──────── EXTRACTED INFORMATION ────────
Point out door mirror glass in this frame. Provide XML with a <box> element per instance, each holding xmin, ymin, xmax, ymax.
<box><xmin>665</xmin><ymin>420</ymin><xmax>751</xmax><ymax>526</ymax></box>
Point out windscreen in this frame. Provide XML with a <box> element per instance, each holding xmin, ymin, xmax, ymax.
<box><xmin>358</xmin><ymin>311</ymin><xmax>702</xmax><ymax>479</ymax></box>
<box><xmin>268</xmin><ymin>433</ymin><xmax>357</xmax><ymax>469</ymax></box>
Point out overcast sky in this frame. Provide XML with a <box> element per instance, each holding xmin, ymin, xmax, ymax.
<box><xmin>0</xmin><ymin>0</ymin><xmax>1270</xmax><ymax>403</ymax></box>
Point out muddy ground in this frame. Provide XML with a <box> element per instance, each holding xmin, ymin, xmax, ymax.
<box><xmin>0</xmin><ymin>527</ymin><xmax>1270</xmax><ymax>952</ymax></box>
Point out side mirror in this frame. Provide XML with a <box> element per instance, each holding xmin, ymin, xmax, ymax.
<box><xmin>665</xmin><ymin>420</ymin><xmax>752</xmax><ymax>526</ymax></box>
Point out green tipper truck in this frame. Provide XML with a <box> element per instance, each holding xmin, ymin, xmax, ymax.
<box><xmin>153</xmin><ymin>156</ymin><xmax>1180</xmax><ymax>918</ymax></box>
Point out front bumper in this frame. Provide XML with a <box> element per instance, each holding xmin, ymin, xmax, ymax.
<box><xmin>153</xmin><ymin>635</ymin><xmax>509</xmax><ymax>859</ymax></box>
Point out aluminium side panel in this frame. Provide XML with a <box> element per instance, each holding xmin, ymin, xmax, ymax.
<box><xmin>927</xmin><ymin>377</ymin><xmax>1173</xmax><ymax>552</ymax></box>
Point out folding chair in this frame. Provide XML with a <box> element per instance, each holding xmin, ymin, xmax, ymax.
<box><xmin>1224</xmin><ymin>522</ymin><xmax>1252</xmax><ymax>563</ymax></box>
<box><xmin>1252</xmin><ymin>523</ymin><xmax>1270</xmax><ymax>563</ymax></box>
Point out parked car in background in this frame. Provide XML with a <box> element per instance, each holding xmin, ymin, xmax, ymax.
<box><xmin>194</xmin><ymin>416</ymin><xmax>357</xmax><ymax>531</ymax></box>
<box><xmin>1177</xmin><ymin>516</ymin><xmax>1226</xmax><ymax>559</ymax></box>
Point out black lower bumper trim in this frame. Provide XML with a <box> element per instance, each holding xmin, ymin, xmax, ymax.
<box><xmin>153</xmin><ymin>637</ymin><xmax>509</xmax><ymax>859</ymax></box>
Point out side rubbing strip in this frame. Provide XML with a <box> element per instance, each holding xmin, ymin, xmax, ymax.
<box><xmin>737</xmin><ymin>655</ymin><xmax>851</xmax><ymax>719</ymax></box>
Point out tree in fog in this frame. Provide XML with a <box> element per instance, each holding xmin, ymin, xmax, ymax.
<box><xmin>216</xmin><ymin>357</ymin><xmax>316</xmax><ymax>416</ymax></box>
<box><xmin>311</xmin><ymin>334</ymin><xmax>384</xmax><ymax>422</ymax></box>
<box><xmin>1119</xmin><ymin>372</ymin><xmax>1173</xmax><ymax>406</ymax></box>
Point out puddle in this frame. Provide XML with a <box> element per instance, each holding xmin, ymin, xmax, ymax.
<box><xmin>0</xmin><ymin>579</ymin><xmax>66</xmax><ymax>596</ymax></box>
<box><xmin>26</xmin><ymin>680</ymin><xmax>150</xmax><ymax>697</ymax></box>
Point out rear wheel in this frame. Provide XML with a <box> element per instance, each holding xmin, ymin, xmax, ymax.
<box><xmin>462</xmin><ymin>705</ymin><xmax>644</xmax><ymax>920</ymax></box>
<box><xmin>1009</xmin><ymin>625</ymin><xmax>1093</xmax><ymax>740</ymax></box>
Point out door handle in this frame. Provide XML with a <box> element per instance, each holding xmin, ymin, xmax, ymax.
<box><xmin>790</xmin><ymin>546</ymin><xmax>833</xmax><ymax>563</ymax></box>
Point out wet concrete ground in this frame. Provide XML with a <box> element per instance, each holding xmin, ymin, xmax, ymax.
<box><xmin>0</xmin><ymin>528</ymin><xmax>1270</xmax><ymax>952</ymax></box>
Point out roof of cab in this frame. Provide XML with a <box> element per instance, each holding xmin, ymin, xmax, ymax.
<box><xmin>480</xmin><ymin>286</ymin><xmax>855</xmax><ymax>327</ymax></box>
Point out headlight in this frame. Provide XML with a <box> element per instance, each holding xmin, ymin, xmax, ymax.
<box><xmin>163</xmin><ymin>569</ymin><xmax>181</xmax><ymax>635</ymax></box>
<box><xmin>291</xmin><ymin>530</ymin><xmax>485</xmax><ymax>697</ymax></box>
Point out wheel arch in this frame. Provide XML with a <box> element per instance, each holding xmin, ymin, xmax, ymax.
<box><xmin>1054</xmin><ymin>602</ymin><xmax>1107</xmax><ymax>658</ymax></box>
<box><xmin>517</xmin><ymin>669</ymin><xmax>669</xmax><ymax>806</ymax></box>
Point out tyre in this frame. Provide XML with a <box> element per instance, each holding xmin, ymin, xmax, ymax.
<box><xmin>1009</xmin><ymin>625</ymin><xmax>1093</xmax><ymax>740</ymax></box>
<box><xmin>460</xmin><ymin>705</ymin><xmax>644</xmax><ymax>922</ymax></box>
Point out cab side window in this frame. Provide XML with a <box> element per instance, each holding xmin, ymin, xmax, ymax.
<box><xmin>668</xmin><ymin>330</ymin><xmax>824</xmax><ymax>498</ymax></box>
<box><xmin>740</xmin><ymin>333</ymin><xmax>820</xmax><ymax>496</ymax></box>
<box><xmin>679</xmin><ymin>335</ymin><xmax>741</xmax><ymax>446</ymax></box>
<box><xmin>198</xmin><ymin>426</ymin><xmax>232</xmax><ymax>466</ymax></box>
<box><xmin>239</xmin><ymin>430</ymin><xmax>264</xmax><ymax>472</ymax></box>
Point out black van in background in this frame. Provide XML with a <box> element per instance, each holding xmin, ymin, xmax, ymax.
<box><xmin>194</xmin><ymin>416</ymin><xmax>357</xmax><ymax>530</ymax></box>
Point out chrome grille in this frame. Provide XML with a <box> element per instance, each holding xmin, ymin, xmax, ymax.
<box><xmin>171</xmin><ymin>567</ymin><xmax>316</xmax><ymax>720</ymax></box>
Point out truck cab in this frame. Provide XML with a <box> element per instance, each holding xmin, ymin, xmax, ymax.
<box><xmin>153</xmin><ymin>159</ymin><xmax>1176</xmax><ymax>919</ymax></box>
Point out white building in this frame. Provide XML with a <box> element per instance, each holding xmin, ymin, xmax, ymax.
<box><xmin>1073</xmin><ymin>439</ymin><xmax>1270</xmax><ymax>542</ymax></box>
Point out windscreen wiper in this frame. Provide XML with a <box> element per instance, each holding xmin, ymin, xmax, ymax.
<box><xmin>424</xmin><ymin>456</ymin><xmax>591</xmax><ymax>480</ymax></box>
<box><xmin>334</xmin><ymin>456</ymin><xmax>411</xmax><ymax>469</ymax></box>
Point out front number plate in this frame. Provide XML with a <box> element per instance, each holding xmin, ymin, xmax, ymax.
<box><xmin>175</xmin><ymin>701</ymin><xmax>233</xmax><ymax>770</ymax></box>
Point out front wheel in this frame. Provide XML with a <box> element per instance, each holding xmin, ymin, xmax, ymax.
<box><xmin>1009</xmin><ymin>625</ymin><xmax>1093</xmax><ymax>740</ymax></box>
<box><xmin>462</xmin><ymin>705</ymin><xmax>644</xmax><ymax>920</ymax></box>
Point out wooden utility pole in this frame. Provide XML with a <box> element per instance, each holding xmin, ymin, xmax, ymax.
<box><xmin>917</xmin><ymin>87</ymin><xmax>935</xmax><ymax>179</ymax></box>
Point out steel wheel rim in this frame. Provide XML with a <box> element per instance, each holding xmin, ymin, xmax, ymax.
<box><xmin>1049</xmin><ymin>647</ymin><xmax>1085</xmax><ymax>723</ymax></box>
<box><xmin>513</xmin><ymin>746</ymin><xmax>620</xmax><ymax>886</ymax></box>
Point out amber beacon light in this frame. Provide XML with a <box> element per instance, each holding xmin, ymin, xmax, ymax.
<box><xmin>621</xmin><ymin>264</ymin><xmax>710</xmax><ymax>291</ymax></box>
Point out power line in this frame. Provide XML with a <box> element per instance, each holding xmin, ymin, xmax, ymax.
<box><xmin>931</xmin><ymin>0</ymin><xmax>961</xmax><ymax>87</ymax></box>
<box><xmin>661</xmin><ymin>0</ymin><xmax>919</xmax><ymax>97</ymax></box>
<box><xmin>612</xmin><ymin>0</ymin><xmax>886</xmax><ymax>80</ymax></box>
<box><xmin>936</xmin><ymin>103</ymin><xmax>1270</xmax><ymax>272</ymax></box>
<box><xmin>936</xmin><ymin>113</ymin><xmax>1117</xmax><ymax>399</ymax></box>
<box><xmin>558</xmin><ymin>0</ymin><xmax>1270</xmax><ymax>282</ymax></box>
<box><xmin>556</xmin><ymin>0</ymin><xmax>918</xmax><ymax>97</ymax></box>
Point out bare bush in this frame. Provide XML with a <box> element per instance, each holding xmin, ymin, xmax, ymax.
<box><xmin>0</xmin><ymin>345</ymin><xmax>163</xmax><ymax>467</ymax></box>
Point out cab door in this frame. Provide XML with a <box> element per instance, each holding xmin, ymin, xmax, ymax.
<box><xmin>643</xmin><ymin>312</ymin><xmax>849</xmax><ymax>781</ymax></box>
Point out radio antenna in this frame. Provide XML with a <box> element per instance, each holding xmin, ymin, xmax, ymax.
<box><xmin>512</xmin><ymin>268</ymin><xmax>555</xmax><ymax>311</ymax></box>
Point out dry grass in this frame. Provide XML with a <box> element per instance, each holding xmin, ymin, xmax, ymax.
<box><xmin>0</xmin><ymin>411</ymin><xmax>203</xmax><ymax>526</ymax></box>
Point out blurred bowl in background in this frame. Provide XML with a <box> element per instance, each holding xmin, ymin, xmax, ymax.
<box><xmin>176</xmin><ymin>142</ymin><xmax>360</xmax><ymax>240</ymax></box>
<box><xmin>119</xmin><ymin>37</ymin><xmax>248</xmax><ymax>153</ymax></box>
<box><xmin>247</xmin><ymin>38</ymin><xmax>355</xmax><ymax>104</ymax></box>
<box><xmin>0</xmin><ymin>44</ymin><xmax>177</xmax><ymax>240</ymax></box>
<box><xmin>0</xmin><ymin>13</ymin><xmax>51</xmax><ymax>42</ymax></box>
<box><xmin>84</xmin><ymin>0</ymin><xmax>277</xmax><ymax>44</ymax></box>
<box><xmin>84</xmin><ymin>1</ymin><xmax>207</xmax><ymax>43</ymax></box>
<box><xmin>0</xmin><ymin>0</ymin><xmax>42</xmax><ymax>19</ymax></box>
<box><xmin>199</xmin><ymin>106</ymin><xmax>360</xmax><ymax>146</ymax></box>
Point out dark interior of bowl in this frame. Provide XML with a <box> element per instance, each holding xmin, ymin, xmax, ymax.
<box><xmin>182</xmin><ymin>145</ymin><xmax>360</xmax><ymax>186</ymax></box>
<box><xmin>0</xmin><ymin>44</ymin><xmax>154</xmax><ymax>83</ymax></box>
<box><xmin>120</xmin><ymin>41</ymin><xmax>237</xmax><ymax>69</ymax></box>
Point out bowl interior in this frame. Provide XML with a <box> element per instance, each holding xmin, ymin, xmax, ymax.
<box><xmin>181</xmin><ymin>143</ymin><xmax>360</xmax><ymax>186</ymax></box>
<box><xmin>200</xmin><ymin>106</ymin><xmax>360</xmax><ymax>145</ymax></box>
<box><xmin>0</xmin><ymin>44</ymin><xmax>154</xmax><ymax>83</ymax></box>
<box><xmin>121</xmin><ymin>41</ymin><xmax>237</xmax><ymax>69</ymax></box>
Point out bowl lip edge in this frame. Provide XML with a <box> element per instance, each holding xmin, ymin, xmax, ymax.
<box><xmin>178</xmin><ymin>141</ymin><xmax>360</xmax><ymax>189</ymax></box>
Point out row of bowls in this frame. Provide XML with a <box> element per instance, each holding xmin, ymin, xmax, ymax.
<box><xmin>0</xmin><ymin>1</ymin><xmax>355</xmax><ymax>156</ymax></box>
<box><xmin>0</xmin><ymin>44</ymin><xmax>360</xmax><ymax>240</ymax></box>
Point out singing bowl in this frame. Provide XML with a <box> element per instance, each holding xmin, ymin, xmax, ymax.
────────
THE TASK → Scale the lines from the one containing "Point out row" through the end of the material, inclusive, and give them all again with the requests unchanged. Multiply every box coordinate in the answers by 0.2 and round each result to a whole number, rounding halves up.

RESULT →
Point out row of bowls in this frame. Provide XML with a <box> element per instance, each holding xmin, ymin, xmax, ymax.
<box><xmin>0</xmin><ymin>0</ymin><xmax>71</xmax><ymax>31</ymax></box>
<box><xmin>0</xmin><ymin>9</ymin><xmax>72</xmax><ymax>48</ymax></box>
Point out singing bowl in this frame. Provide XML with a <box> element per instance, each holding xmin, ymin, xmax, ymax.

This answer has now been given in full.